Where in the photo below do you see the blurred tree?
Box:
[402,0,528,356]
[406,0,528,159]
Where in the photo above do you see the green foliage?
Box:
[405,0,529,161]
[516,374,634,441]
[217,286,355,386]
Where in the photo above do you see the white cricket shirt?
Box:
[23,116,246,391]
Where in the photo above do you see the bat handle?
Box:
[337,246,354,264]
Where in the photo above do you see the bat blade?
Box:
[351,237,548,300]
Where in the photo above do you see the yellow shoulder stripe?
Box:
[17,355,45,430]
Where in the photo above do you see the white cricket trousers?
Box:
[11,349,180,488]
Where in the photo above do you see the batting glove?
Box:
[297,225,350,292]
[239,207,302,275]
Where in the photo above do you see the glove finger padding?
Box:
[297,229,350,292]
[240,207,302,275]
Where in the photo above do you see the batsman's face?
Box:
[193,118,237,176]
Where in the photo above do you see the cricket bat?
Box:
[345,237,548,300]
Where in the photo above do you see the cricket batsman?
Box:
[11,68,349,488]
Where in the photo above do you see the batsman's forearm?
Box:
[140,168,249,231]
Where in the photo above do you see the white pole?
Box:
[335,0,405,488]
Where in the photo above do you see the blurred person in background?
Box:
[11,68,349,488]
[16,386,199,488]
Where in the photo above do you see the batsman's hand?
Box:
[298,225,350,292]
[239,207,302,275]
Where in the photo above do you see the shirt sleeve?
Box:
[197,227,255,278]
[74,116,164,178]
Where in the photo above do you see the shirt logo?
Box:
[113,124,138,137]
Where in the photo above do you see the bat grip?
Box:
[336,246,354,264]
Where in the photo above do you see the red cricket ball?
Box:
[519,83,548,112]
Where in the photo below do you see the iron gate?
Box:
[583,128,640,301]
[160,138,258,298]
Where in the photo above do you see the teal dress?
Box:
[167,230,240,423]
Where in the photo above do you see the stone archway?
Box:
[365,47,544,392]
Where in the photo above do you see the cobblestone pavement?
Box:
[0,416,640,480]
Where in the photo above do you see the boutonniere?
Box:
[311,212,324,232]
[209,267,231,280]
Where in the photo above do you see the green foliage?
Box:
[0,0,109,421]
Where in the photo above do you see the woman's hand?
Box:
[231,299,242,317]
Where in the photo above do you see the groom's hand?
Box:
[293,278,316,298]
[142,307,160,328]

Brief:
Reproduce all of the items above word for word, keeping them in the same order.

Full output:
Where in the photo below do you see the blurred tree?
Box:
[402,0,528,356]
[406,0,528,159]
Where in the photo above do you see the green foliage?
Box:
[405,0,529,161]
[516,374,634,441]
[217,286,355,386]
Where in the photo above do you see the white cricket shirt?
Box:
[23,116,246,391]
Where in the photo above do you see the bat handle?
Box:
[337,246,354,264]
Where in the photo above do you see the bat blade?
Box:
[351,237,548,300]
Where in the photo above do you see the yellow shoulder stripe?
Box:
[17,355,45,430]
Where in the photo above do you see the white cricket trousers?
Box:
[11,349,180,488]
Where in the photo above do you see the batting glove?
Box:
[297,225,350,292]
[239,207,302,275]
Where in the photo above do you see the glove finger padding?
Box:
[297,229,350,292]
[240,207,302,275]
Where in the photo above do you see the batsman's face?
Box:
[193,118,237,176]
Where in the photo above do you see the cricket bat?
Box:
[345,237,548,300]
Where in the photo above do you see the cricket batsman?
Box:
[11,68,349,488]
Where in the photo above do you see the batsman's forearm?
Box:
[140,168,249,231]
Where in the photo above do you see the white pole?
Box:
[335,0,405,488]
Where in the photo above do you see the blurred person in background?
Box:
[11,68,349,488]
[16,386,199,488]
Where in the photo above do you see the batsman's hand?
Box:
[298,225,350,292]
[239,207,302,275]
Where in the photo above do you see the shirt sleeve?
Box:
[197,227,255,278]
[74,116,164,178]
Where in the photo above do you see the shirt logo?
Box:
[113,124,138,137]
Where in the photo above do you see the bat grip?
Box:
[336,246,354,264]
Where in the photo above do you see the red cricket ball?
Box:
[519,83,548,112]
Where in the photo below do you see the iron gate?
Box:
[583,128,640,301]
[160,138,258,298]
Where in the photo above do you see the teal dress?
Box:
[167,230,240,423]
Where in the photo above do you see the stone archway?
Box:
[365,47,544,392]
Where in the photo above do you see the cobblestone pavement?
Box:
[0,416,640,480]
Where in the photo above do you see the boutonniere?
Box:
[311,212,324,232]
[209,267,231,280]
Where in the photo above do you see the green foliage?
Box:
[0,0,109,421]
Where in the photo above do you see the woman's hand?
Box:
[231,299,242,317]
Where in the photo above do you see the groom's hand?
Box:
[293,278,316,298]
[142,307,160,328]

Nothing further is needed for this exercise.